本文:
##############################

東京基督教大学(TCU)の英語教育主任、ジョセフ・ポーシャック教授が先月、聖書を使って英語を学ぶウェブサイト「Learn English Bible」を開設した。このサイトは、「多読(Extensive Reading=ER)」と呼ばれる言語習得方法に基づいて作られており、簡単な英語訳の聖書を繰り返し読むことで、楽しみながら容易に英語を学ぶことができる。日本で英語教育に携わって20年になるポーシャック教授は、英語力を上げたいと思っている人にとって、「多読」は非常に効果があると話す。

##############################

データ内容:
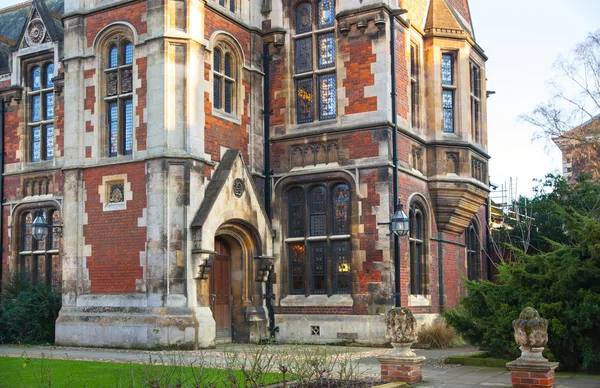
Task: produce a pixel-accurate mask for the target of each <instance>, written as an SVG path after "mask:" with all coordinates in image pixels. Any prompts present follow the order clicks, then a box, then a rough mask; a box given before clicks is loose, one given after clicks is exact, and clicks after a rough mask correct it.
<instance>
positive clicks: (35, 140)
mask: <svg viewBox="0 0 600 388" xmlns="http://www.w3.org/2000/svg"><path fill="white" fill-rule="evenodd" d="M53 77H54V64H53V63H52V62H50V63H44V64H35V65H33V66H32V67H30V69H29V81H28V84H29V88H28V92H27V93H28V95H29V115H28V120H27V121H28V128H29V133H30V142H29V144H30V152H29V160H30V161H31V162H41V161H43V160H51V159H52V158H54V83H53V82H52V78H53Z"/></svg>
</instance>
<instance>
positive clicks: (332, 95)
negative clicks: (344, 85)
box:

##############################

課題 1:
本文によると、ポーシャック教授は日本で何年間英語教育に携わっていますか。
課題 2:
本文の次の一文を英語に訳してください。「このサイトは、「多読(Extensive Reading=ER)」と呼ばれる言語習得方法に基づいて作られており、簡単な英語訳の聖書を繰り返し読むことで、楽しみながら容易に英語を学ぶことができる。」
課題 3:
聖書で英語を学ぶウェブサイトについての本文を、最後の文の後から書き継いでください。

回答 1:
20年です。

回答 2:
The site is built on a language acquisition method known as "Extensive Reading (ER)," and by repeatedly reading a Bible translated into simple English, users can learn English easily while enjoying themselves.

回答 3:
1)辞書を引かなくても理解できるくらい簡単で、2)自分が楽しいと思える内容の文章を、2)たくさん読む。多読のルールは、このたった3つだけ。この方法で、300万語の英文を読み続けると、なんと1年間英語圏に留学した人と同レベルの英語を習得できるのだという。大切なのは、自分のレベルを正しく見極めること。ポーシャック教授によると、全体の「95~98%」の単語が理解できる文章が、自分に合ったレベル。「90%の単語が分かれば大丈夫と思っている日本人が多いが、それはネイティブでもお手上げなレベルです」と言う。
多読は、世界各国の学者によって研究が積み重ねられている。ポーシャック教授も、10年前の学会でハワイ大学の教授の発表を聞き、自身の指導法に多読を取り入れ、「Bee Oasis」という多読支援サイトを開設。利用者が各自のレベルに合った英文を毎日楽しく読むことができるように、幅広いジャンルの内容の英文を提供し続けてきた。また、実際の英語教育の現場でも、多読は大学生の英語力向上に効果を発揮してきた。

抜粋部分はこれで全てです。